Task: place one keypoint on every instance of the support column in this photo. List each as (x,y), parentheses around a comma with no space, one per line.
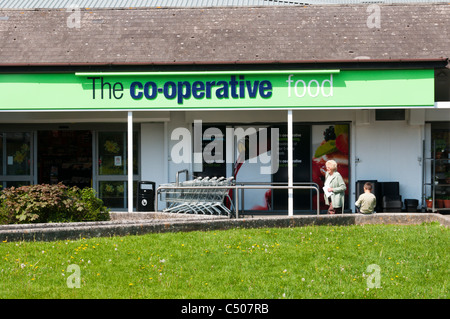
(130,161)
(290,165)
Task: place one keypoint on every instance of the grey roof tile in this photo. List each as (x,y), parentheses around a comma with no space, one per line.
(224,35)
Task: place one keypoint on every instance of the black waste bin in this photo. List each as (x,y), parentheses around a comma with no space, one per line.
(146,196)
(411,205)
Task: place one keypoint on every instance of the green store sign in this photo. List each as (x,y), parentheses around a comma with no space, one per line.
(217,90)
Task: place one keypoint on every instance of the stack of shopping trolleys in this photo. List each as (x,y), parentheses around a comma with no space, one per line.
(202,195)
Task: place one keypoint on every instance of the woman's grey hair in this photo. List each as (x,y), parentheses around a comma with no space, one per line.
(332,164)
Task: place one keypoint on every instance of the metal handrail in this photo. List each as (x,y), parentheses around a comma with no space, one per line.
(239,187)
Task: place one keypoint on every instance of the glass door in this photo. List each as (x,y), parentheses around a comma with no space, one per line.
(16,149)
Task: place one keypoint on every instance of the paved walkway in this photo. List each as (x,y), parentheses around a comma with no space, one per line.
(122,224)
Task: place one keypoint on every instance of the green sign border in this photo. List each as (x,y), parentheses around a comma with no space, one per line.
(208,90)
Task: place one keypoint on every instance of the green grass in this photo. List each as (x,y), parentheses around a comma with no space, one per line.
(304,262)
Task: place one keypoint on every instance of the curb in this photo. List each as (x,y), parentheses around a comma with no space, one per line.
(122,224)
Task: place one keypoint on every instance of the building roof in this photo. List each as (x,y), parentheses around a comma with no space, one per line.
(278,34)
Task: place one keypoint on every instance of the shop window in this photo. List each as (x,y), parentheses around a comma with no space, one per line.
(15,159)
(313,145)
(18,155)
(112,169)
(112,153)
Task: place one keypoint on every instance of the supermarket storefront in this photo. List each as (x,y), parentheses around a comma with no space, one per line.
(76,128)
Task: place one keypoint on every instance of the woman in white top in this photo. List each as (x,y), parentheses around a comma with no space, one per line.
(334,188)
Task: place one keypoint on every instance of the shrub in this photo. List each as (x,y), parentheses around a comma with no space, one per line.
(50,203)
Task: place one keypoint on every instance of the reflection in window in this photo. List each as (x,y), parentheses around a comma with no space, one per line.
(112,153)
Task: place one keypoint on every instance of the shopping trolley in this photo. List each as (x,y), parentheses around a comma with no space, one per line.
(202,195)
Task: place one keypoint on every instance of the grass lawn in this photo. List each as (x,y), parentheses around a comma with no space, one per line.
(304,262)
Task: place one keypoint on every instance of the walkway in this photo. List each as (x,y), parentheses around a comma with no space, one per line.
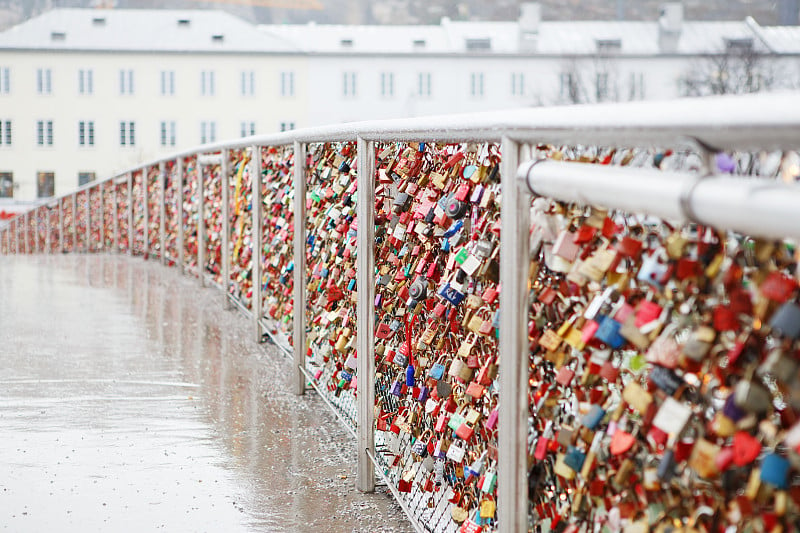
(130,401)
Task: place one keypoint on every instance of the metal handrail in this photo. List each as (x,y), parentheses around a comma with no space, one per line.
(753,122)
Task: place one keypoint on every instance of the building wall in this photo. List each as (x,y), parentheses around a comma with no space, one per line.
(146,107)
(318,98)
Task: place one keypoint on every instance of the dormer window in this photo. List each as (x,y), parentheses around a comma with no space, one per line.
(741,44)
(608,46)
(476,45)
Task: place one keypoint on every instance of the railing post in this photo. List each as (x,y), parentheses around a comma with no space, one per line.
(74,200)
(179,211)
(146,210)
(512,467)
(131,229)
(115,237)
(226,227)
(89,220)
(365,313)
(26,231)
(48,237)
(255,237)
(162,211)
(299,274)
(101,238)
(61,225)
(201,222)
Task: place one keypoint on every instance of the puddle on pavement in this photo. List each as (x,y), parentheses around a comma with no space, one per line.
(130,401)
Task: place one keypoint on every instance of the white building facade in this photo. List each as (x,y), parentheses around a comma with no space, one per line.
(84,93)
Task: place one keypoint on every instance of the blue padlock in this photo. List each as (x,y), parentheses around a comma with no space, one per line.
(436,371)
(397,389)
(775,471)
(410,376)
(574,458)
(608,333)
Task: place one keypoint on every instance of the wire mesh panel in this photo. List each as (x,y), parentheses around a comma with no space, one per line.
(53,230)
(191,209)
(108,193)
(171,226)
(212,213)
(153,190)
(41,228)
(331,254)
(80,221)
(138,202)
(96,219)
(437,246)
(68,216)
(241,253)
(660,390)
(277,232)
(123,201)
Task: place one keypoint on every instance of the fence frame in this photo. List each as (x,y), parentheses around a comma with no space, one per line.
(751,122)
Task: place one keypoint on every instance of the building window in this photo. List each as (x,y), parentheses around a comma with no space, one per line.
(127,133)
(636,86)
(248,128)
(207,83)
(601,86)
(5,80)
(167,133)
(167,82)
(44,81)
(6,184)
(517,84)
(45,184)
(5,133)
(287,83)
(208,132)
(476,85)
(86,133)
(248,83)
(44,132)
(85,177)
(349,84)
(424,84)
(125,82)
(85,81)
(387,84)
(570,89)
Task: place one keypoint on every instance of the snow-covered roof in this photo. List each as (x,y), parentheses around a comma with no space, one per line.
(782,39)
(553,38)
(139,30)
(216,31)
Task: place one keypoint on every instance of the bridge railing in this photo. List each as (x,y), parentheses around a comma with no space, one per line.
(489,320)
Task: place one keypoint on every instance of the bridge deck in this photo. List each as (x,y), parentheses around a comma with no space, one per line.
(130,401)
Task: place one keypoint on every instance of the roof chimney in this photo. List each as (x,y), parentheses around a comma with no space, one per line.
(787,12)
(670,26)
(529,19)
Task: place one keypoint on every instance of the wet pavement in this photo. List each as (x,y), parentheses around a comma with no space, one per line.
(131,401)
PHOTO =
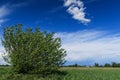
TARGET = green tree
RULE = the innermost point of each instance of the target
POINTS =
(107, 65)
(32, 51)
(96, 65)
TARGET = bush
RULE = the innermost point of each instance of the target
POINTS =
(32, 51)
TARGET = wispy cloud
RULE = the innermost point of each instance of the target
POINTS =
(6, 10)
(87, 46)
(77, 9)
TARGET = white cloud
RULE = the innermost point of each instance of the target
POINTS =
(6, 9)
(96, 46)
(77, 9)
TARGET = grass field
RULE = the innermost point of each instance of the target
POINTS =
(66, 74)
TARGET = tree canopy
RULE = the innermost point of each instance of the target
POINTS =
(32, 51)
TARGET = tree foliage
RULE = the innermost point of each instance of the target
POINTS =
(32, 51)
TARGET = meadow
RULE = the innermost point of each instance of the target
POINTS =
(67, 73)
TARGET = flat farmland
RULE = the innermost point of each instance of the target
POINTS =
(67, 73)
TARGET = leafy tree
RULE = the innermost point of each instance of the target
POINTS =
(96, 65)
(32, 51)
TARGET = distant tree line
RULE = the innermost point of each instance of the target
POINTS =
(113, 64)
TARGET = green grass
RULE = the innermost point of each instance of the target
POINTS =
(67, 74)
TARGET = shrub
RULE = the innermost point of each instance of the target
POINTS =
(32, 51)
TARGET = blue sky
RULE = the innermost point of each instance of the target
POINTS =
(89, 29)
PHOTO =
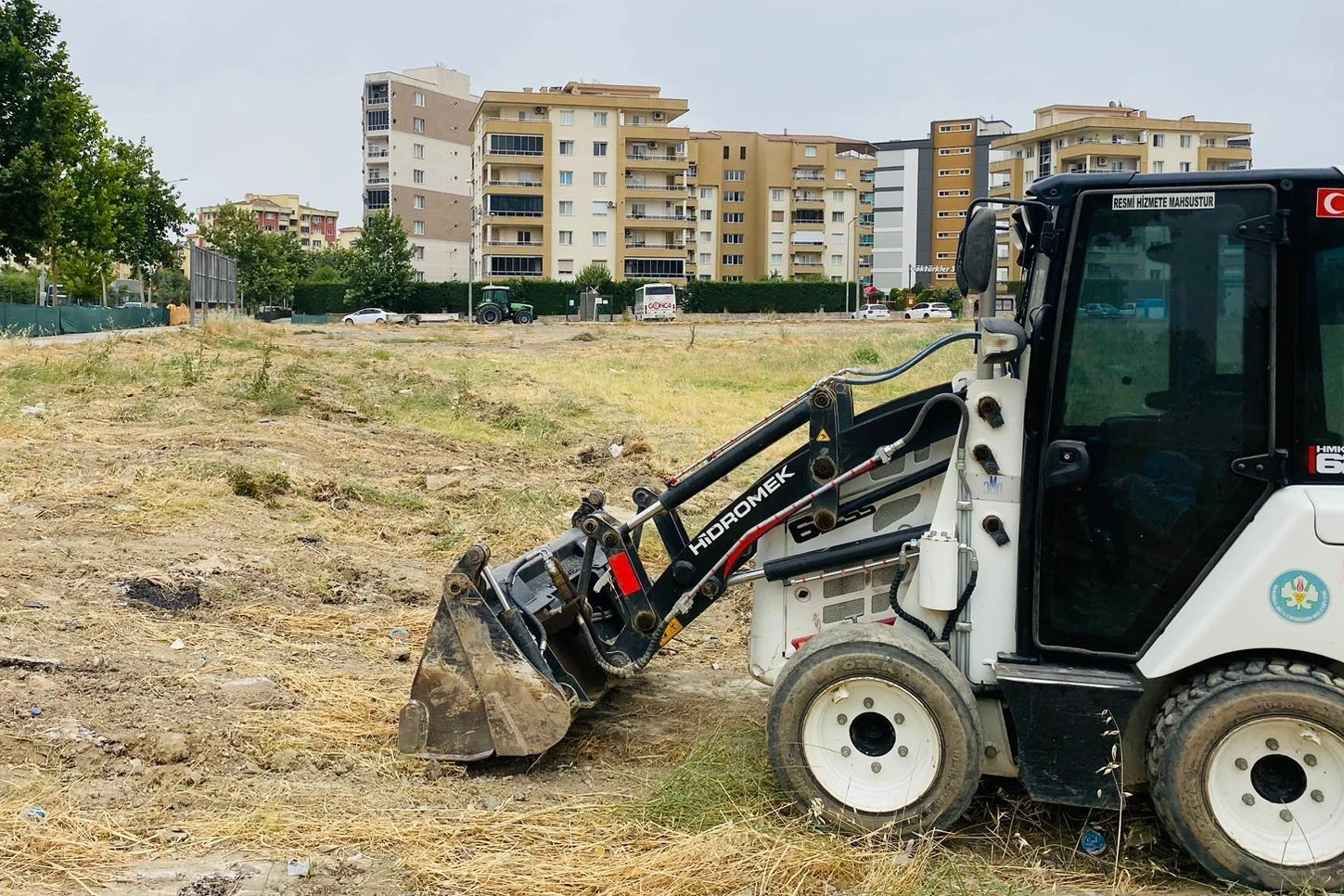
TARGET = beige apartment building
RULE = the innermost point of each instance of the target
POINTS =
(284, 212)
(581, 173)
(416, 149)
(1109, 138)
(787, 206)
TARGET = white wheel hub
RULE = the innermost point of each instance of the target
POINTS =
(871, 745)
(1275, 787)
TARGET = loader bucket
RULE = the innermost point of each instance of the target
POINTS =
(476, 694)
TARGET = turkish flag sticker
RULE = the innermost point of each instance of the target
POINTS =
(1329, 201)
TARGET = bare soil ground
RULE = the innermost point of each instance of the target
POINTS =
(211, 540)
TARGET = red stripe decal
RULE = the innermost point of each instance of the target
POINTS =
(624, 572)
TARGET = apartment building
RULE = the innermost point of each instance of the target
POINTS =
(787, 206)
(924, 188)
(1109, 138)
(284, 212)
(575, 175)
(416, 150)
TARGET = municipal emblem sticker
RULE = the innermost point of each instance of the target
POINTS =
(1299, 596)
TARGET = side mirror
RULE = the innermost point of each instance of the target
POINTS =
(976, 251)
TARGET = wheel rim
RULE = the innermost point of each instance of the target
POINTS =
(871, 745)
(1275, 787)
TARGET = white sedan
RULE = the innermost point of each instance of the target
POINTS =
(924, 311)
(368, 316)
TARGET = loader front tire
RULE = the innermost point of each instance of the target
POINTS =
(1246, 773)
(874, 728)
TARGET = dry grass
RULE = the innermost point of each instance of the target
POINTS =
(136, 469)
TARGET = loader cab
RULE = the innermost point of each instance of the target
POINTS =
(1153, 437)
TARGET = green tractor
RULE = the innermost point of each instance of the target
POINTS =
(496, 306)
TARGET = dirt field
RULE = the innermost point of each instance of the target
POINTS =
(211, 539)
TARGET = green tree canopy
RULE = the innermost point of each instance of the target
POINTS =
(378, 270)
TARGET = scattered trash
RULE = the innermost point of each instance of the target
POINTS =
(1093, 842)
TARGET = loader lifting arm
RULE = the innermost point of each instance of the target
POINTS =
(515, 650)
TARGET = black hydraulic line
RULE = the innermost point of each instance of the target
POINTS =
(736, 455)
(961, 605)
(879, 545)
(895, 602)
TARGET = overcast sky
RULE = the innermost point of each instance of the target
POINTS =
(263, 96)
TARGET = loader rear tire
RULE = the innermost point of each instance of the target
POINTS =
(1246, 773)
(874, 728)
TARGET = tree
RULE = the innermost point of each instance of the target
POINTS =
(379, 269)
(595, 275)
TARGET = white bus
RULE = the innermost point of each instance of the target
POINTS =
(655, 302)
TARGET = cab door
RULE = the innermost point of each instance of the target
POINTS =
(1158, 386)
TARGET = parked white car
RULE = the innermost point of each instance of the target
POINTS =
(368, 316)
(924, 311)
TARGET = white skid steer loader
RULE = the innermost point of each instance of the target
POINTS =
(1126, 518)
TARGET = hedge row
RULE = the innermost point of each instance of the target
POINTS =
(554, 297)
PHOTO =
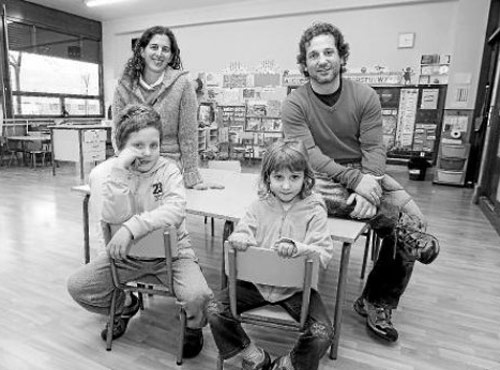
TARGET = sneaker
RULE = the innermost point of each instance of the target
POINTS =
(265, 364)
(419, 245)
(132, 308)
(378, 320)
(193, 342)
(119, 328)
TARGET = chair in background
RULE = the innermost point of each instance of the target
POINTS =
(230, 165)
(264, 266)
(158, 243)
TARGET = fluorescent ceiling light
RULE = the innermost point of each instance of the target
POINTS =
(92, 3)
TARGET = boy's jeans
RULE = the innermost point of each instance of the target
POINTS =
(91, 285)
(231, 339)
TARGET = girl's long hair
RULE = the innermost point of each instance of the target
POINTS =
(135, 65)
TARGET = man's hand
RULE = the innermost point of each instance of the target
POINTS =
(285, 248)
(363, 208)
(119, 245)
(240, 242)
(370, 189)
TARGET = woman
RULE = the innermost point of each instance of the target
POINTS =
(154, 76)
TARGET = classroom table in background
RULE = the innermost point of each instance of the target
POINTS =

------------------------------------------------------------------------

### STATED TASK
Quote verbatim every line starting at the line that contains "TARGET = white bus" and ending with the last line of the records; omit all pictures.

### SOLUTION TO THIS TASK
TARGET = white bus
RULE = the innermost point of each instance of the target
POINTS =
(655, 302)
TARGET = cab door
RULE = the innermost point of each instance of the target
POINTS =
(1158, 386)
TARGET = parked white car
RULE = the innermost point of each instance of the target
POINTS =
(368, 316)
(924, 311)
TARGET = white skid steer loader
RULE = the innermost point of each instance of the target
POINTS =
(1126, 518)
TARGET = hedge row
RULE = the innermost point of each instance of the target
POINTS =
(554, 297)
PHOTO =
TARGET = sneaker
RULE = the innermost point of each instance of the target
POINTS =
(265, 364)
(419, 245)
(132, 308)
(378, 320)
(193, 342)
(119, 328)
TARGET = chair in background
RULE = the innermost point of each instance of the target
POINTS =
(230, 165)
(264, 266)
(158, 243)
TARGET = fluorescent ceiling light
RULE = the innermost point of each instance of the target
POINTS =
(92, 3)
TARGET = boy's jeans
RULE = the innermost point of each instance of the target
POINTS =
(91, 285)
(231, 339)
TARGET = girl's long hair
RULE = the innermost point of each instance of the target
POINTS =
(135, 65)
TARGET = man's hand
RULE = the innermost point of each instance of the target
POINTS =
(285, 248)
(363, 208)
(119, 245)
(240, 242)
(370, 189)
TARGET = woman
RULE = the innermost point of each instance of the target
POINTS =
(154, 76)
TARGET = classroom table in background
RULE = the innermost point of each instance of the target
POINTS =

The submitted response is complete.